• [Extracted records]:
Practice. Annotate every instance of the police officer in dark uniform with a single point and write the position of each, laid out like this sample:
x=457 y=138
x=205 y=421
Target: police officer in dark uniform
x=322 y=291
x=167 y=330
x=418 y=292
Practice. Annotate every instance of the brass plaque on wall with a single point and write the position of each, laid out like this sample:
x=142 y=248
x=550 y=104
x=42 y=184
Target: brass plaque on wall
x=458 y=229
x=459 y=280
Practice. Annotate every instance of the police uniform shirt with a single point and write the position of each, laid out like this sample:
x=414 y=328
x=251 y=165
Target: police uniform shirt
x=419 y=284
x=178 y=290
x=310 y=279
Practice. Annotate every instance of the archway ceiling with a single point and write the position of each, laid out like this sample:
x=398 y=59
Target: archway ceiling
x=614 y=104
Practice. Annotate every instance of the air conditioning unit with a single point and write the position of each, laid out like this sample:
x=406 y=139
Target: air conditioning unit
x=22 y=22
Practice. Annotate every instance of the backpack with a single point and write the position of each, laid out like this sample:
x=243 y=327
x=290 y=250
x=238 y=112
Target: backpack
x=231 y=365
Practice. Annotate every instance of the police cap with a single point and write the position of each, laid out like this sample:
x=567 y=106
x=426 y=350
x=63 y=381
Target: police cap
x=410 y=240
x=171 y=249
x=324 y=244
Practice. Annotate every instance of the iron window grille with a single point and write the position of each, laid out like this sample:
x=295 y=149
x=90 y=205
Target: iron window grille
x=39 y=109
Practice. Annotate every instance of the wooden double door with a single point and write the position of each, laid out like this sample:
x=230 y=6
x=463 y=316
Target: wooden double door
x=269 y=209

• [Given request]: Turn the data above, from the line with "Practice. Annotate every instance of the archway" to the line with "x=614 y=104", into a numbered list without blank lines.

• [Response below]:
1. Practice. Annotate every instance of the archway ceiling with a single point and write the position of each, laid out like this sample:
2. x=398 y=59
3. Target: archway ceiling
4. x=614 y=104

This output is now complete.